Image annotation data:
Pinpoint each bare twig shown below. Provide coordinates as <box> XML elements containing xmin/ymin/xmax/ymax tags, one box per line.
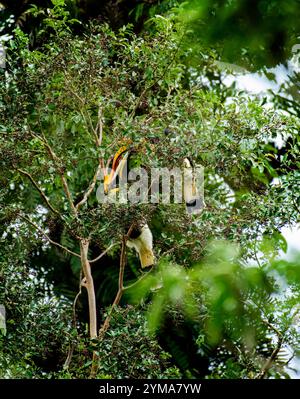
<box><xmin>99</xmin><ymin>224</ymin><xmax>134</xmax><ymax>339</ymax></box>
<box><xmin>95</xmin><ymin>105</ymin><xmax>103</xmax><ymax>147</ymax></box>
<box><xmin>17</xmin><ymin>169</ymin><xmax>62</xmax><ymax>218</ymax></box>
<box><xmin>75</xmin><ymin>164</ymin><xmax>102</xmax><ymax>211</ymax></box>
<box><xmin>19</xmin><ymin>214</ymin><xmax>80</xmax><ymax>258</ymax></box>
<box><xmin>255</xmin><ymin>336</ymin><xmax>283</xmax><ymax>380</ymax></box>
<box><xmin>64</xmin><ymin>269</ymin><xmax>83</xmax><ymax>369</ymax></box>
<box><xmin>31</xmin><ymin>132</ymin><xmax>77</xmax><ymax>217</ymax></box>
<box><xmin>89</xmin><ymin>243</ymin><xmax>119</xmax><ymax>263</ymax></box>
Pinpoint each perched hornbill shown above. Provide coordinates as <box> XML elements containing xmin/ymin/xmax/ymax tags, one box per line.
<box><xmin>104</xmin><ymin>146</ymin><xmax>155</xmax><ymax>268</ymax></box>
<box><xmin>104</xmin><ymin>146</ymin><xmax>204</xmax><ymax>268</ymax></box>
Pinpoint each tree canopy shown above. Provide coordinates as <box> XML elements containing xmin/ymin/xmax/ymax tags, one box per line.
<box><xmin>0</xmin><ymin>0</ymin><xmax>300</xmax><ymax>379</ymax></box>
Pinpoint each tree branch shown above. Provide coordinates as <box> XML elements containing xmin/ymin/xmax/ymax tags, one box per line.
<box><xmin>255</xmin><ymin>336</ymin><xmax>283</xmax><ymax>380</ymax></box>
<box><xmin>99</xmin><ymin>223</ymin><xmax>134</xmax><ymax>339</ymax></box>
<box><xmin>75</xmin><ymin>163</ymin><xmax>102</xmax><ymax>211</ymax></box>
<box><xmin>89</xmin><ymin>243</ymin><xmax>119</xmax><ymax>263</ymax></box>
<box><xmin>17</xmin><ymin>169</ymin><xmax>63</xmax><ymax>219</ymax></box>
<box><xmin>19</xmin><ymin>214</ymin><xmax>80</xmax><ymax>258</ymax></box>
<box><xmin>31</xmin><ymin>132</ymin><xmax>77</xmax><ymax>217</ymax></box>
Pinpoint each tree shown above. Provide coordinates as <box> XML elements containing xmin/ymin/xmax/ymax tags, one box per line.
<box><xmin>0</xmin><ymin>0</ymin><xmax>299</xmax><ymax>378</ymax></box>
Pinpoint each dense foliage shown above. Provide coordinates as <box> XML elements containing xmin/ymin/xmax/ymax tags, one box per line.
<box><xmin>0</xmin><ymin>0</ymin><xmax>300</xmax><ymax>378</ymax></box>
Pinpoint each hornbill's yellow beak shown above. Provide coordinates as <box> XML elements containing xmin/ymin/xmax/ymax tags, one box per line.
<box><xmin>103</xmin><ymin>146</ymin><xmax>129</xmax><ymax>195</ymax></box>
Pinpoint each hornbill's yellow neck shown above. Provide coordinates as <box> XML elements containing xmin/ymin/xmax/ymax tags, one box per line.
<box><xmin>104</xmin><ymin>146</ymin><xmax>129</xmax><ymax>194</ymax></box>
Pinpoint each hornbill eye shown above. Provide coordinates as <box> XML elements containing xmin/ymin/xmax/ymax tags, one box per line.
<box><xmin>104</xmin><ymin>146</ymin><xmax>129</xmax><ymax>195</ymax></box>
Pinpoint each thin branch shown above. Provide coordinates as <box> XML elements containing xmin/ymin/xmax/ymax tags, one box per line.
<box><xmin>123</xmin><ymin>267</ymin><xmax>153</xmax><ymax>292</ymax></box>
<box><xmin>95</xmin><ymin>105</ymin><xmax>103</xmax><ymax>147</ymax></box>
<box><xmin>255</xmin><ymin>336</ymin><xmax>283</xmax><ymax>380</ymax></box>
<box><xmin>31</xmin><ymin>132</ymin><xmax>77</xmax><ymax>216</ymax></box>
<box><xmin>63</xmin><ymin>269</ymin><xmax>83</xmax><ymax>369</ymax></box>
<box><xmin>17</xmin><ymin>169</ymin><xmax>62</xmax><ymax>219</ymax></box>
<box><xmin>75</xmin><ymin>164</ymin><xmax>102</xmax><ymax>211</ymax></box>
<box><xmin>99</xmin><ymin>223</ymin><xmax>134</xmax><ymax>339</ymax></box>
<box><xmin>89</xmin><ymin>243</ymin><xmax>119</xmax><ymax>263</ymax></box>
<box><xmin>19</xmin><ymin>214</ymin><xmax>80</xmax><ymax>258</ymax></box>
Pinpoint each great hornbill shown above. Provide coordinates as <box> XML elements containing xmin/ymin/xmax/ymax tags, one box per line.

WHAT TO WORK ON
Exclude the images, then output the data above word for word.

REPLY
Pinpoint each bare twig shown below. Provide coordinates as <box> XML elements containing xmin/ymin/xmax/ymax tags, one box per line.
<box><xmin>99</xmin><ymin>224</ymin><xmax>134</xmax><ymax>339</ymax></box>
<box><xmin>95</xmin><ymin>105</ymin><xmax>103</xmax><ymax>147</ymax></box>
<box><xmin>17</xmin><ymin>169</ymin><xmax>62</xmax><ymax>218</ymax></box>
<box><xmin>75</xmin><ymin>164</ymin><xmax>102</xmax><ymax>211</ymax></box>
<box><xmin>19</xmin><ymin>214</ymin><xmax>80</xmax><ymax>258</ymax></box>
<box><xmin>255</xmin><ymin>336</ymin><xmax>283</xmax><ymax>380</ymax></box>
<box><xmin>64</xmin><ymin>269</ymin><xmax>83</xmax><ymax>369</ymax></box>
<box><xmin>31</xmin><ymin>132</ymin><xmax>77</xmax><ymax>217</ymax></box>
<box><xmin>89</xmin><ymin>243</ymin><xmax>119</xmax><ymax>263</ymax></box>
Pinpoint each perched hornbill shown above. Provide coordinates as <box> XML elements containing xmin/ymin/xmax/ymax tags, one box per line.
<box><xmin>104</xmin><ymin>146</ymin><xmax>155</xmax><ymax>268</ymax></box>
<box><xmin>104</xmin><ymin>146</ymin><xmax>204</xmax><ymax>268</ymax></box>
Pinpoint each tree canopy shown above. Provide coordinates as <box> XML elements containing xmin/ymin/xmax/ymax tags, one box per line.
<box><xmin>0</xmin><ymin>0</ymin><xmax>300</xmax><ymax>379</ymax></box>
Pinpoint each tree branch shown above. Provide coordinates as <box> XML elements containing xmin/ymin/xmax/ymax tags, one box per line.
<box><xmin>255</xmin><ymin>336</ymin><xmax>283</xmax><ymax>380</ymax></box>
<box><xmin>99</xmin><ymin>223</ymin><xmax>134</xmax><ymax>339</ymax></box>
<box><xmin>75</xmin><ymin>163</ymin><xmax>102</xmax><ymax>211</ymax></box>
<box><xmin>89</xmin><ymin>243</ymin><xmax>119</xmax><ymax>263</ymax></box>
<box><xmin>17</xmin><ymin>169</ymin><xmax>63</xmax><ymax>219</ymax></box>
<box><xmin>19</xmin><ymin>214</ymin><xmax>80</xmax><ymax>258</ymax></box>
<box><xmin>31</xmin><ymin>132</ymin><xmax>77</xmax><ymax>217</ymax></box>
Pinpoint each tree shown above. Provide coordinates as <box> XML elements containing xmin/ymin/xmax/ymax tags, one box per line.
<box><xmin>0</xmin><ymin>0</ymin><xmax>299</xmax><ymax>378</ymax></box>
Pinpoint each dense foliage shown above. Provide coordinates as <box> XML elements containing xmin/ymin/xmax/ymax tags, one box per line.
<box><xmin>0</xmin><ymin>0</ymin><xmax>300</xmax><ymax>378</ymax></box>
Pinpoint each hornbill's yellow beak shown above. Provide coordinates as <box> XML elements containing xmin/ymin/xmax/ymax tags, one box per line.
<box><xmin>103</xmin><ymin>146</ymin><xmax>129</xmax><ymax>195</ymax></box>
Pinpoint each hornbill's yellow neck shown above. Provide coordinates as <box> XML elements containing xmin/ymin/xmax/ymax tags, one box per line.
<box><xmin>104</xmin><ymin>146</ymin><xmax>129</xmax><ymax>194</ymax></box>
Pinpoint each hornbill eye shown above. Provide coordinates as <box> XML elements containing xmin/ymin/xmax/ymax tags, one box per line.
<box><xmin>104</xmin><ymin>146</ymin><xmax>129</xmax><ymax>195</ymax></box>
Pinpoint each thin branch shown above. Provide coordinates as <box> XML elements containing xmin/ymin/xmax/ymax tags, one box per line.
<box><xmin>123</xmin><ymin>267</ymin><xmax>153</xmax><ymax>292</ymax></box>
<box><xmin>95</xmin><ymin>105</ymin><xmax>103</xmax><ymax>147</ymax></box>
<box><xmin>255</xmin><ymin>336</ymin><xmax>283</xmax><ymax>380</ymax></box>
<box><xmin>31</xmin><ymin>132</ymin><xmax>77</xmax><ymax>216</ymax></box>
<box><xmin>63</xmin><ymin>269</ymin><xmax>83</xmax><ymax>369</ymax></box>
<box><xmin>17</xmin><ymin>169</ymin><xmax>62</xmax><ymax>219</ymax></box>
<box><xmin>75</xmin><ymin>164</ymin><xmax>102</xmax><ymax>211</ymax></box>
<box><xmin>99</xmin><ymin>223</ymin><xmax>134</xmax><ymax>339</ymax></box>
<box><xmin>89</xmin><ymin>243</ymin><xmax>119</xmax><ymax>263</ymax></box>
<box><xmin>19</xmin><ymin>214</ymin><xmax>80</xmax><ymax>258</ymax></box>
Pinpoint each great hornbill shown above. Provide coordinates as <box> XML elements containing xmin/ymin/xmax/ymax tags, one box per line.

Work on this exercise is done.